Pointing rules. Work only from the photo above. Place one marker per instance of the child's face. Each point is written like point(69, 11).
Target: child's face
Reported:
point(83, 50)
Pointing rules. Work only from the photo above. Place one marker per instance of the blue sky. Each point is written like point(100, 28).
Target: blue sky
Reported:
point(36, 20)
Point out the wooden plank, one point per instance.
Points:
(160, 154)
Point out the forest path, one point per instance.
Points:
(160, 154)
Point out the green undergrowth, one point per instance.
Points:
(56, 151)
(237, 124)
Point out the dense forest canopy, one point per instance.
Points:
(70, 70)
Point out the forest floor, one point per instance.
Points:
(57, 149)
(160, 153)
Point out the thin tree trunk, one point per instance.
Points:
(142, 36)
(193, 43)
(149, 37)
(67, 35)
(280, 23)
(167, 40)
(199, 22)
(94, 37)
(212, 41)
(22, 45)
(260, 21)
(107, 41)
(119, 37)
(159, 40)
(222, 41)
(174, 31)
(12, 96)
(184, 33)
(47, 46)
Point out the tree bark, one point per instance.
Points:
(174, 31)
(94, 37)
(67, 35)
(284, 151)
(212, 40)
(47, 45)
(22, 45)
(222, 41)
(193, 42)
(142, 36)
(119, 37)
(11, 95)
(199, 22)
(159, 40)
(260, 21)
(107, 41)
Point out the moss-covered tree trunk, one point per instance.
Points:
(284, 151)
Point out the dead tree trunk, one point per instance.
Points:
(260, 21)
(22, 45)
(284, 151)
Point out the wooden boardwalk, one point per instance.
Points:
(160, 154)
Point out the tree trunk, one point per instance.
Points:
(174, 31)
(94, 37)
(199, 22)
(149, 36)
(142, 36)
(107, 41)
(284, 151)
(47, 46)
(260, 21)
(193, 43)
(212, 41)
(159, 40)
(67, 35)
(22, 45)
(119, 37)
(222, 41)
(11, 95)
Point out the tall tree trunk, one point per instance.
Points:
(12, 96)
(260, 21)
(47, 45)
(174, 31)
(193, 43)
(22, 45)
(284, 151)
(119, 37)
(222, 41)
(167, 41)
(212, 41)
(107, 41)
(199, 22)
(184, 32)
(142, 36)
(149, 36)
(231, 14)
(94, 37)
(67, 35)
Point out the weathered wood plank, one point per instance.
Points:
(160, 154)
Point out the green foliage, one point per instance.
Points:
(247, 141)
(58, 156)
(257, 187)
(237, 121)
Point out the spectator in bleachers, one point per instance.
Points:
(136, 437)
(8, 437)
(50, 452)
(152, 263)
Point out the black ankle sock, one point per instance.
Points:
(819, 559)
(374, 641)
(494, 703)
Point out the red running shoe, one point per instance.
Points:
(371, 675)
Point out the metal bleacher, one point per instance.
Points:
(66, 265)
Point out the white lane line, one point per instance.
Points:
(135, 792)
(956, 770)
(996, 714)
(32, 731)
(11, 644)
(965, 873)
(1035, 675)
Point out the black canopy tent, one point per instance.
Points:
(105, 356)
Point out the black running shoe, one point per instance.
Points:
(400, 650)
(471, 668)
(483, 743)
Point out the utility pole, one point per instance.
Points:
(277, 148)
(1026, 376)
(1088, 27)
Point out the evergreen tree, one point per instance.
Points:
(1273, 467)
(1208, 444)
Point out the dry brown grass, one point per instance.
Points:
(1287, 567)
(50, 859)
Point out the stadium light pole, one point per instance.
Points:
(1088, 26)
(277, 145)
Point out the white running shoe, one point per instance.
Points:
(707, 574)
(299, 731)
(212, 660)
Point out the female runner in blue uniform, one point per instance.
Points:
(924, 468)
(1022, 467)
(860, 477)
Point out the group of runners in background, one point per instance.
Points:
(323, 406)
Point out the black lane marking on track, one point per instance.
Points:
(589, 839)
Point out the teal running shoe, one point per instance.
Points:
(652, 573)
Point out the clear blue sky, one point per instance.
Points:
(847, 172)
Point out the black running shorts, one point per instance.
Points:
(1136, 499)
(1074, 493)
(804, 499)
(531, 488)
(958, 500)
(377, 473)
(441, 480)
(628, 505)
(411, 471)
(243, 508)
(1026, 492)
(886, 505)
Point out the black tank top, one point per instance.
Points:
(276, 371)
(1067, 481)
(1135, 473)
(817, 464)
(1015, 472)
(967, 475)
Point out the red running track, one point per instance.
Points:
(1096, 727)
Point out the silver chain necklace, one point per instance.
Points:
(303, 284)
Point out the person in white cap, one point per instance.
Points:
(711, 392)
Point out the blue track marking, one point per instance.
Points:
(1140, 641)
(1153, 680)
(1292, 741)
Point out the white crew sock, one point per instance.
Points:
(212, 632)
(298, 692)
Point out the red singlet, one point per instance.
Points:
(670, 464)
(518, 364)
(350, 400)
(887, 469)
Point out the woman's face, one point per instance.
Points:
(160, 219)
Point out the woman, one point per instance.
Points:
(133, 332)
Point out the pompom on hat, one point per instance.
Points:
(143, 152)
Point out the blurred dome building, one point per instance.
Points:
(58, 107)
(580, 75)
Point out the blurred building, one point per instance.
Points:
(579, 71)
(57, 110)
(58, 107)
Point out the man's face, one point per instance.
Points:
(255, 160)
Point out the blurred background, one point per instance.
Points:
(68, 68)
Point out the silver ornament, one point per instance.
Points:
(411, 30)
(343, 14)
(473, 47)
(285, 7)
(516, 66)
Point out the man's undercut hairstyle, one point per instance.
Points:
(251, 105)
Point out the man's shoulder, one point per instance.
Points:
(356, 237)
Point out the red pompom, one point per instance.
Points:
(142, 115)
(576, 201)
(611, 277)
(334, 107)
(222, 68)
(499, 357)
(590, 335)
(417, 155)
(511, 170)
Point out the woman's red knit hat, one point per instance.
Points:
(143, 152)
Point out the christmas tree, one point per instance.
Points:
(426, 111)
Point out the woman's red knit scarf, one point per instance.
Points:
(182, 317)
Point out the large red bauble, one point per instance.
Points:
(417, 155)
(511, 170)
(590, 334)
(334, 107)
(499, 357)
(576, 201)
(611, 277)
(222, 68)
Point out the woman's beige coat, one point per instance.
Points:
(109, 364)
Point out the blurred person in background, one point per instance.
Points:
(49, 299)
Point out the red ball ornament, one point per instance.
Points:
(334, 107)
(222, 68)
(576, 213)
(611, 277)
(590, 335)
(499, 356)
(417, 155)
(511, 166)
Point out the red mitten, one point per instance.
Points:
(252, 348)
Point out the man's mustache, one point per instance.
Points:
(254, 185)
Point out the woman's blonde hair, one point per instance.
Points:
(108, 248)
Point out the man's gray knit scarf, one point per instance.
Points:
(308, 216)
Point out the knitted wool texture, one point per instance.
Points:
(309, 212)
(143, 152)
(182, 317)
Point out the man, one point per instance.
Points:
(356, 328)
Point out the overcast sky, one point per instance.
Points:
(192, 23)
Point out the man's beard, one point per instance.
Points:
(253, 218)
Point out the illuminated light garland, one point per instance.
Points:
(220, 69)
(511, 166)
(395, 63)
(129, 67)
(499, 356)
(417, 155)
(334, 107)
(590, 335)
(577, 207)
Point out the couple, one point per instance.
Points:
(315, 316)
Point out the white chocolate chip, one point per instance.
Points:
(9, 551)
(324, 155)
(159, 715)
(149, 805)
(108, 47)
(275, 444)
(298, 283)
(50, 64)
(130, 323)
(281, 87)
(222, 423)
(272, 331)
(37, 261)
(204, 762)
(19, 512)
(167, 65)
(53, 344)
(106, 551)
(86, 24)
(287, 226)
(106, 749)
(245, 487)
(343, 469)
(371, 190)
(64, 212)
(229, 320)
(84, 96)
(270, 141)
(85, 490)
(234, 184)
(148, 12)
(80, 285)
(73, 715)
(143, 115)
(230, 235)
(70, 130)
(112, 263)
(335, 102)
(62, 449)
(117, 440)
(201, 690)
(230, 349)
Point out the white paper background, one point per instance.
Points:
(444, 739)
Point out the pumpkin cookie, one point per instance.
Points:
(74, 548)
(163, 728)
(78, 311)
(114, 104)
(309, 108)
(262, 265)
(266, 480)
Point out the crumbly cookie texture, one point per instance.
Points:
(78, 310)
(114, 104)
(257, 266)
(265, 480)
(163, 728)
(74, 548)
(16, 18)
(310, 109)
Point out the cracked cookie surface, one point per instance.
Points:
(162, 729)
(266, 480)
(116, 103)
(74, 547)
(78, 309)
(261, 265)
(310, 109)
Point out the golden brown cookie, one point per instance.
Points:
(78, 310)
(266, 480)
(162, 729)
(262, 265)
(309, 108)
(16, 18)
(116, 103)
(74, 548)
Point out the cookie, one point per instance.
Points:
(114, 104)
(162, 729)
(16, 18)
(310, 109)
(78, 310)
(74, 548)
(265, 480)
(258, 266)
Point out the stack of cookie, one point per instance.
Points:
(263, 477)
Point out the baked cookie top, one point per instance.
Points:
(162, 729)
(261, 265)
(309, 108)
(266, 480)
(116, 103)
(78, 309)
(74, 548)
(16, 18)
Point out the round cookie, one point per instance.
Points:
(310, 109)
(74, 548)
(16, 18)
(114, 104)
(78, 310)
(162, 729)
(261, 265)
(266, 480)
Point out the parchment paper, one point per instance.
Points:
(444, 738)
:::::
Directions for this task:
Out of the data above, give again only the lines starting at the one holding "Point out the knitted" and ending at the one holding "Point out the illuminated", unchanged.

Written solution:
Point out the knitted wool texture, one point per instance.
Points:
(309, 212)
(143, 152)
(182, 317)
Point out the man, one point per instance.
Points:
(356, 328)
Point out the overcast sky, one point per instance.
Points:
(192, 23)
Point out the man's beard, one point per instance.
Points:
(253, 218)
Point out the illuminated light garland, one point per instance.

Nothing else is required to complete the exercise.